# Aim of the task
When the string "Target" appears in a line of the records, show the whole line.
**** Input data
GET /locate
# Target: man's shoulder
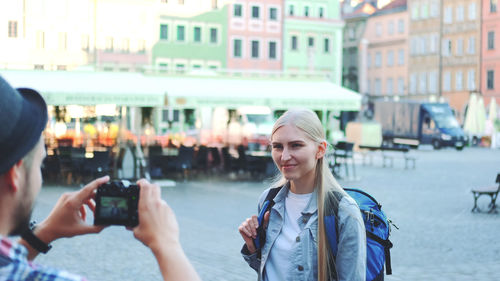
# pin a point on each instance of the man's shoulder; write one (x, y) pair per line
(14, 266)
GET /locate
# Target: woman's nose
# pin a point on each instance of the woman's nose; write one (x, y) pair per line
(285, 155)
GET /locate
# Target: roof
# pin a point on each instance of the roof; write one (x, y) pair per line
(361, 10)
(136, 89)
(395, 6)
********
**** Input data
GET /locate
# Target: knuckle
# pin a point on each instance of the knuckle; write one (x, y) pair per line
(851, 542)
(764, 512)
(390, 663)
********
**** Input data
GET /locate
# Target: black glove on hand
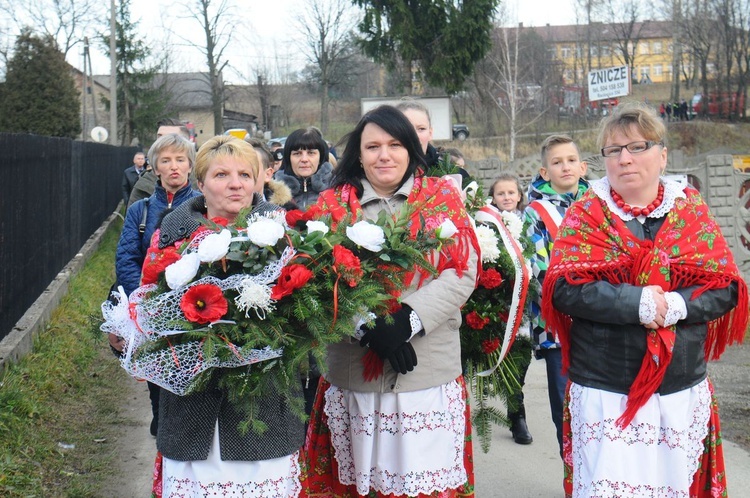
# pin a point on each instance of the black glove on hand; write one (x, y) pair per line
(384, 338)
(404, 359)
********
# Solution to the exercise
# Target: man's shoulder
# Target: woman's nose
# Target: roof
# Target: knuckle
# Target: black glove on hand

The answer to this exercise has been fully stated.